» **Document extract**

▶

Since the Holocaust, most philosophers have rejected the notion that the Enlightenment represented the beginning of an era of progress. Two thousand years earlier, the rabbis rejected the idea of progress, claiming that the generations are in a steady state of decline. The Talmud refers to one generation as being of men, and to a later one, as of donkeys (Shabbat 112b). The Sages exempted no one, even calling the matriarch Sarah a monkey when compared to Eve (Bava Batra 58a)

This decline is punctuated mainly by ignorance of Divine truth – the prophetic ruach hakodesh ceased to inspire humans with the deaths of Chagai, Zechariah, and Malachi (Sanhedrin 11a) – but also by the loss of basic ability: “In former generations people made Torah their vocation and their trades their avocation, and they succeeded in both; in latter generations, when people made their trades their vocations and Torah their avocation, they did not succeed in either” (Berachot 35b).

◀

» **Material**
▶

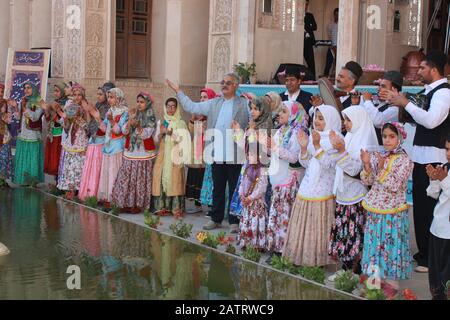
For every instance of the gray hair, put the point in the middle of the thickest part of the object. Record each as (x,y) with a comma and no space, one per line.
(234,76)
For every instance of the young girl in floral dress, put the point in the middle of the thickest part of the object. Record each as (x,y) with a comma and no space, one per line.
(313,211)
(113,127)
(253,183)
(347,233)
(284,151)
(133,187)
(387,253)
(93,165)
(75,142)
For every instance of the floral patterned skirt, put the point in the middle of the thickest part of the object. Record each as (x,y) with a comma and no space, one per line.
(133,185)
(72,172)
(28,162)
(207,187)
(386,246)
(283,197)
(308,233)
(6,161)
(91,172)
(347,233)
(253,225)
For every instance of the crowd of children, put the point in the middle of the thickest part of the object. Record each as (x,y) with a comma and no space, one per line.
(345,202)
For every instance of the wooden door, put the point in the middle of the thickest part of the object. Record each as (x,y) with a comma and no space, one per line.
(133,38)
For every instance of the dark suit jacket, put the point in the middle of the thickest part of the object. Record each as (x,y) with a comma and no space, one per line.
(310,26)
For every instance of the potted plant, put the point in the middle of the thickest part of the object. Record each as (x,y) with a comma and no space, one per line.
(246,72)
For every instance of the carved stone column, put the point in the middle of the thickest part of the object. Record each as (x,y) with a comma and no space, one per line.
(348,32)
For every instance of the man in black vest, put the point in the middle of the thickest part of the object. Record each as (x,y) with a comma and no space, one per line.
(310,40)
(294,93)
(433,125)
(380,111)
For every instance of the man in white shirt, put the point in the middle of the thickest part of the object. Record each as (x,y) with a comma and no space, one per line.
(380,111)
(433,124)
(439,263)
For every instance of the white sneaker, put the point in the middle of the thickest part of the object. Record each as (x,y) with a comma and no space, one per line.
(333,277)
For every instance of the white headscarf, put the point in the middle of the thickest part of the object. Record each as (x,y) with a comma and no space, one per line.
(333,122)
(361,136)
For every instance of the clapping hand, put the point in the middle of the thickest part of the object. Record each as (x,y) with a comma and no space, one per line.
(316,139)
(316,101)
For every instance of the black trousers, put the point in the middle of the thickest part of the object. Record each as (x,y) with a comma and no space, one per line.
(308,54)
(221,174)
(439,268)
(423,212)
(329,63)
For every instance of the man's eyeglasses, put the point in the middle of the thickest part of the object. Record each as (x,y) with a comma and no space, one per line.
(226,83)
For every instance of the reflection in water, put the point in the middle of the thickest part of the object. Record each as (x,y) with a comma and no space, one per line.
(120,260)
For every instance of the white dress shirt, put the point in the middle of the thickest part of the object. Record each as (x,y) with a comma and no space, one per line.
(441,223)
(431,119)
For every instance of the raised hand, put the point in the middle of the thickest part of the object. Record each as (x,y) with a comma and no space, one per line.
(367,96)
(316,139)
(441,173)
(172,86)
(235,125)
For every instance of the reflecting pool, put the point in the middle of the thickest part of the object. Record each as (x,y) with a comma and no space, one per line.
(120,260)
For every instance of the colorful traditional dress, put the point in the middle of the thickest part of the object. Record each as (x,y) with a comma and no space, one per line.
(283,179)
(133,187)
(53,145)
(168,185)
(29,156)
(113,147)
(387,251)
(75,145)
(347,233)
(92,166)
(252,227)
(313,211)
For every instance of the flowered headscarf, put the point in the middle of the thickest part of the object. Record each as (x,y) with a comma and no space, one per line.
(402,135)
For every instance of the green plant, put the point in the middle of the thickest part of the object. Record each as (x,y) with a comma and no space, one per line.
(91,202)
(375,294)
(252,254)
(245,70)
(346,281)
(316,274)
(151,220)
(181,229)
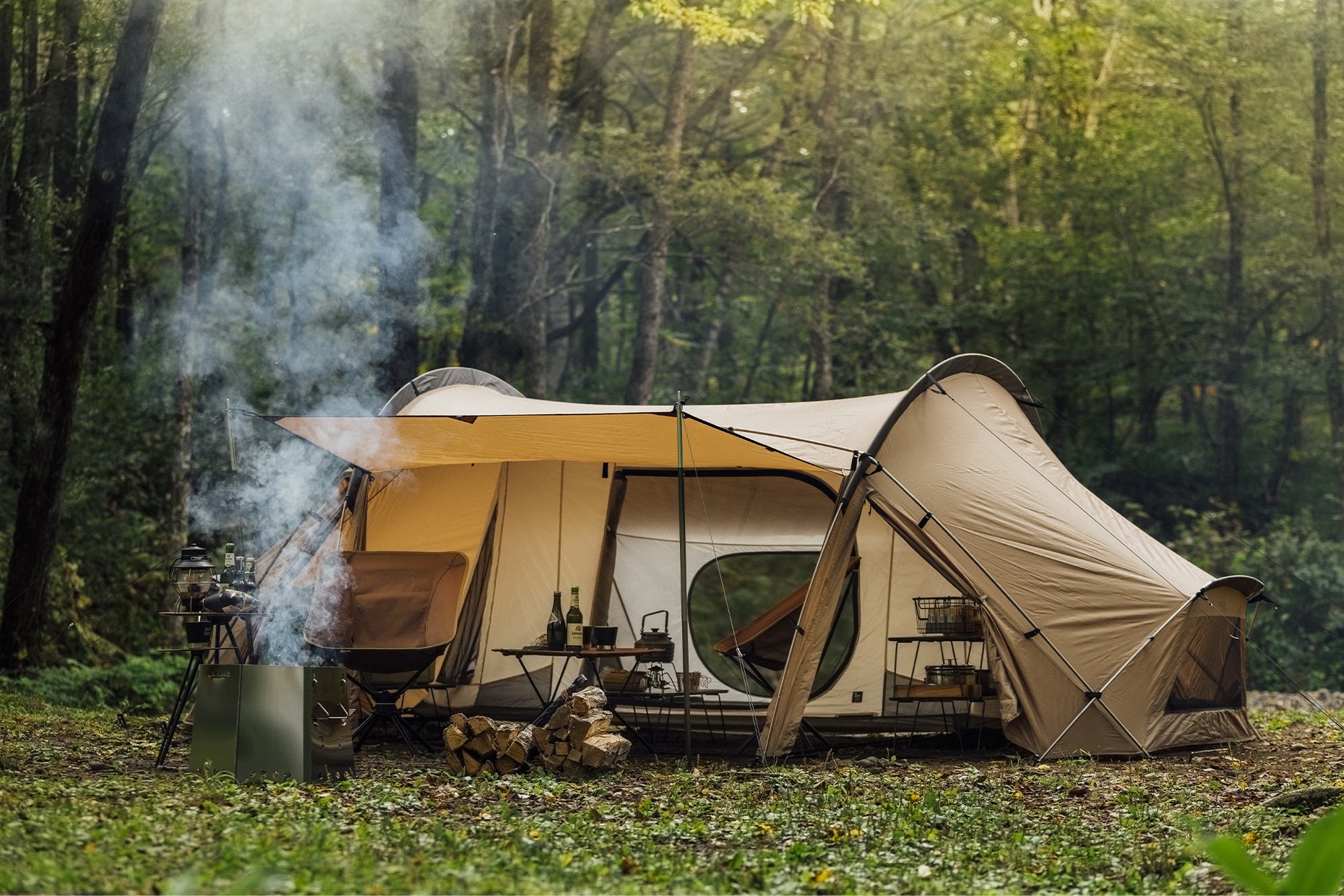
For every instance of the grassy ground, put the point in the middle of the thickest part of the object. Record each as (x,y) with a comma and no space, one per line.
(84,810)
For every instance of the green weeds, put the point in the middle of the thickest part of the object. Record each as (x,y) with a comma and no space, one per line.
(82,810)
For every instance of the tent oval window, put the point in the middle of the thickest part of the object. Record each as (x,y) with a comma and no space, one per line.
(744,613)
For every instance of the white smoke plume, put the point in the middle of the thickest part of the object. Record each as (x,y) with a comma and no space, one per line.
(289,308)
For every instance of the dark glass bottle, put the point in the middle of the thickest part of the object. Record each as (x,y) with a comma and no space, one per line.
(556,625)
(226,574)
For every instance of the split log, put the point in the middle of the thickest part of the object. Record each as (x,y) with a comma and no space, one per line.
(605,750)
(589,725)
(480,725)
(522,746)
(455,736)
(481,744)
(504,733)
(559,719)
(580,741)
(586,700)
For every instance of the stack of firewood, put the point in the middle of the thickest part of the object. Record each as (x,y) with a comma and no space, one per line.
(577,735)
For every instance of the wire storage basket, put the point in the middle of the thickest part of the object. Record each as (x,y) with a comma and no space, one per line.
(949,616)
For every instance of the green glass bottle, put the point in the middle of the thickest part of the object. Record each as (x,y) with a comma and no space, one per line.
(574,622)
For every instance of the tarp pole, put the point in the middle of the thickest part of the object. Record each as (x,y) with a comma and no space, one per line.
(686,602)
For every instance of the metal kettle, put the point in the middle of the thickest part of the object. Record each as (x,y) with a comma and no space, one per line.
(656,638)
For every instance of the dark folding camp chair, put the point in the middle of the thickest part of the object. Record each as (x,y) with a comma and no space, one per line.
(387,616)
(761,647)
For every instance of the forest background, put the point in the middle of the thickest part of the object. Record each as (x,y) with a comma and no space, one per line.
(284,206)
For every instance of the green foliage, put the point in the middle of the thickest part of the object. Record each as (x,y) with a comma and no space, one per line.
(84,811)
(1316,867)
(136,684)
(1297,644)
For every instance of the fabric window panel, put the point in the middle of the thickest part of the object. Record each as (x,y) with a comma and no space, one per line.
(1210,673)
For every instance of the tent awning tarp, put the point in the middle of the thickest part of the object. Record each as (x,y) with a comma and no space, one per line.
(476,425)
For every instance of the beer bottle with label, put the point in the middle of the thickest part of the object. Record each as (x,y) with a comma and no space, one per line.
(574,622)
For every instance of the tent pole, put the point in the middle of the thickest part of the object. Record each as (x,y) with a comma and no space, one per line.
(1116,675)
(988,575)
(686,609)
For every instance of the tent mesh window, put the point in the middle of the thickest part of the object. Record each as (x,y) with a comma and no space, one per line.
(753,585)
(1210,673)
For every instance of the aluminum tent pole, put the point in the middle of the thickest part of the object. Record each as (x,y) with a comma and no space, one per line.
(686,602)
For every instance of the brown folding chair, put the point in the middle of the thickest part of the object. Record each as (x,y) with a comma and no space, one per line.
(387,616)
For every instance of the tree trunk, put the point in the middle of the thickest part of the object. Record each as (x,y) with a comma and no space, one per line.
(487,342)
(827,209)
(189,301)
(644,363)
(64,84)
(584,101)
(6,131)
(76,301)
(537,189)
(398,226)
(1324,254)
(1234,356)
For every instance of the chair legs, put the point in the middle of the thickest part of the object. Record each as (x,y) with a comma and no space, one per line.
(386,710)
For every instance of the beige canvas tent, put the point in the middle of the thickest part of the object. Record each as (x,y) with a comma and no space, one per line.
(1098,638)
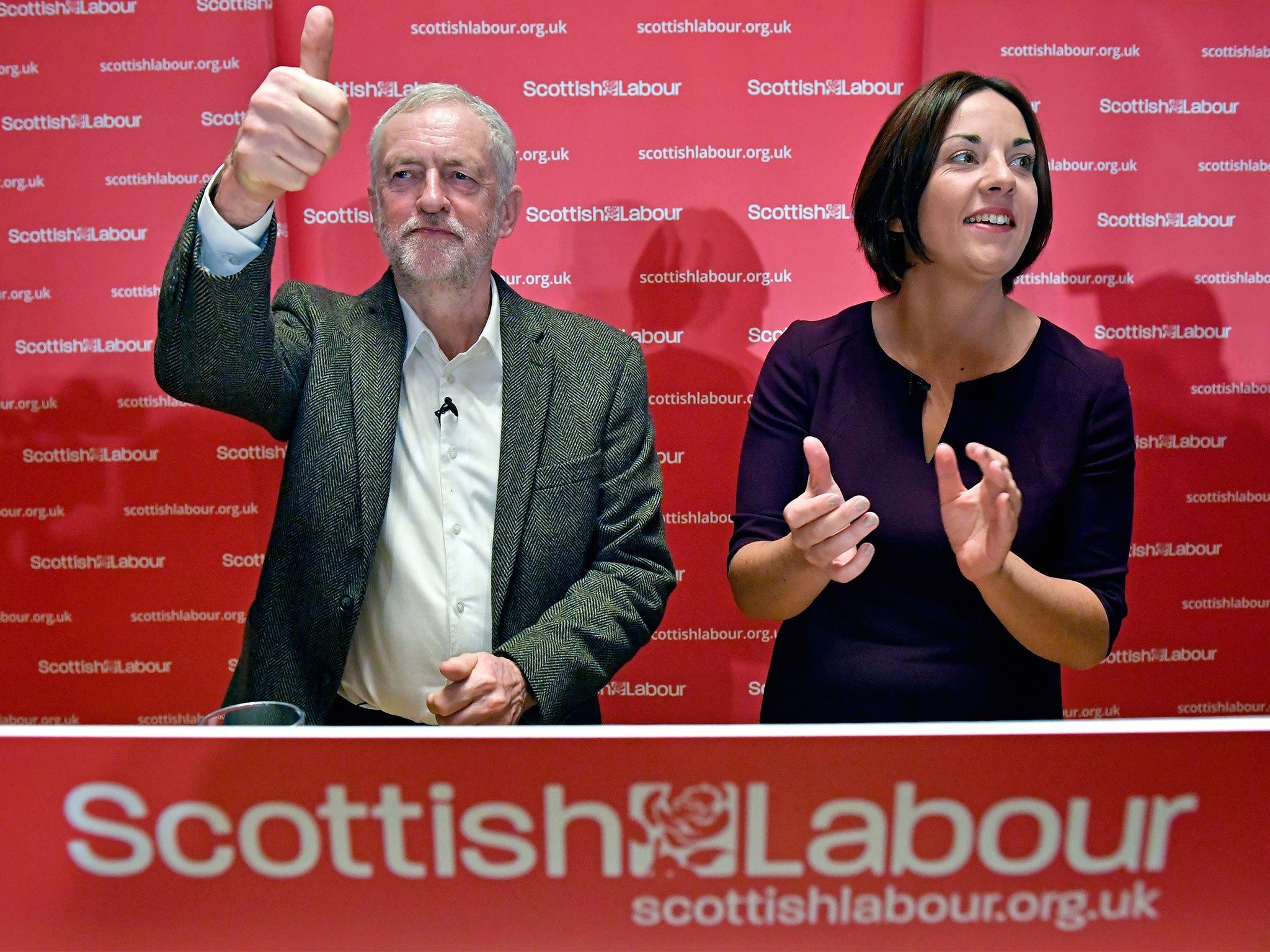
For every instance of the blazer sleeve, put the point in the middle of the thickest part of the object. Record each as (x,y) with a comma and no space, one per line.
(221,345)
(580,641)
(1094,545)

◀

» **Aim of the task**
Echo back the passage on the rabbinic view of generational decline, word for word and in full. These records have no connection to the Talmudic passage on generational decline.

» **Full solution**
Since the Holocaust, most philosophers have rejected the notion that the Enlightenment represented the beginning of an era of progress. Two thousand years earlier, the rabbis rejected the idea of progress, claiming that the generations are in a steady state of decline. The Talmud refers to one generation as being of men, and to a later one, as of donkeys (Shabbat 112b). The Sages exempted no one, even calling the matriarch Sarah a monkey when compared to Eve (Bava Batra 58a)

This decline is punctuated mainly by ignorance of Divine truth – the prophetic ruach hakodesh ceased to inspire humans with the deaths of Chagai, Zechariah, and Malachi (Sanhedrin 11a) – but also by the loss of basic ability: “In former generations people made Torah their vocation and their trades their avocation, and they succeeded in both; in latter generations, when people made their trades their vocations and Torah their avocation, they did not succeed in either” (Berachot 35b).